[Outline annotation lines]
-- Start --

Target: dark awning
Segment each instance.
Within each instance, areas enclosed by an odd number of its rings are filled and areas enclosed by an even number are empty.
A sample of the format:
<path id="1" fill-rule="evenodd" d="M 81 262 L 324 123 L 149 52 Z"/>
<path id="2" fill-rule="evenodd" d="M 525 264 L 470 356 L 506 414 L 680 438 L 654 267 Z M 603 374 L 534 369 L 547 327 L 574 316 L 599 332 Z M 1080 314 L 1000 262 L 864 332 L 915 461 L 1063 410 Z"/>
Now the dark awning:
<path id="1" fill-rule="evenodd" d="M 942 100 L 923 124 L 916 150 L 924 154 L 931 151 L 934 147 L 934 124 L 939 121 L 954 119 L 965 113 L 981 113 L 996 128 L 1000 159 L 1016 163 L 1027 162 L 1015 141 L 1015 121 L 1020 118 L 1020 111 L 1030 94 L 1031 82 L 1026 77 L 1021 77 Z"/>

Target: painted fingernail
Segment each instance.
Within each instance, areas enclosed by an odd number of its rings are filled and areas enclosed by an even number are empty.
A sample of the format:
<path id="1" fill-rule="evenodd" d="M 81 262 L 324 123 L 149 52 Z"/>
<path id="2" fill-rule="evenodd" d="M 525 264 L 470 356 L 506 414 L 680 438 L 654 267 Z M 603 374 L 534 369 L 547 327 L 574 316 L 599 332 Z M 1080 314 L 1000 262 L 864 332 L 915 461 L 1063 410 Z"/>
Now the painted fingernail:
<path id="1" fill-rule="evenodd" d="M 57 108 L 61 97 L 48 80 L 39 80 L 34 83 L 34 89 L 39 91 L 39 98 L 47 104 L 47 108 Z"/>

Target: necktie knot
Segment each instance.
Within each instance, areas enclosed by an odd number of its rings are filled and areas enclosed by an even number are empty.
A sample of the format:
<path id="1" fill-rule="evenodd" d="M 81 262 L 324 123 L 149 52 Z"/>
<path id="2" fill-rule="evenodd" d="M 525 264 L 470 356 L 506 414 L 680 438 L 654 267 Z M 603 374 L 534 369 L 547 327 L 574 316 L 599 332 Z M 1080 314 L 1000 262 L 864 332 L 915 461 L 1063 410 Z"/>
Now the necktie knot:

-- End --

Can you reproduce, word for word, the lines that run from the line containing "Target: painted fingernail" through the end of the lines above, with both ends included?

Target: painted fingernail
Segment each instance.
Within each instance, areas enclosed by an odd number of its rings are filled and areas enclosed by an even number are empty.
A sample of the format:
<path id="1" fill-rule="evenodd" d="M 81 262 L 324 123 L 149 52 Z"/>
<path id="2" fill-rule="evenodd" d="M 525 264 L 470 356 L 506 414 L 680 438 L 654 267 Z M 603 374 L 534 369 L 547 327 L 574 316 L 599 332 Z M 1080 314 L 1000 262 L 864 332 L 915 461 L 1063 410 Z"/>
Now the painted fingernail:
<path id="1" fill-rule="evenodd" d="M 57 108 L 61 97 L 48 80 L 39 80 L 34 83 L 34 89 L 39 91 L 39 98 L 47 104 L 47 108 Z"/>

Target: necktie knot
Segment each instance.
Within each instance, areas enclosed by an odd number of its rings are filled and areas enclosed by an even number are empty.
A sample of the format:
<path id="1" fill-rule="evenodd" d="M 81 262 L 324 123 L 149 52 Z"/>
<path id="2" fill-rule="evenodd" d="M 525 264 L 470 356 L 506 414 L 680 438 L 654 267 Z M 603 374 L 534 369 L 547 327 L 574 316 L 599 332 Z M 1080 314 L 1000 262 L 864 332 L 915 461 L 1063 410 Z"/>
Now the necktie knot:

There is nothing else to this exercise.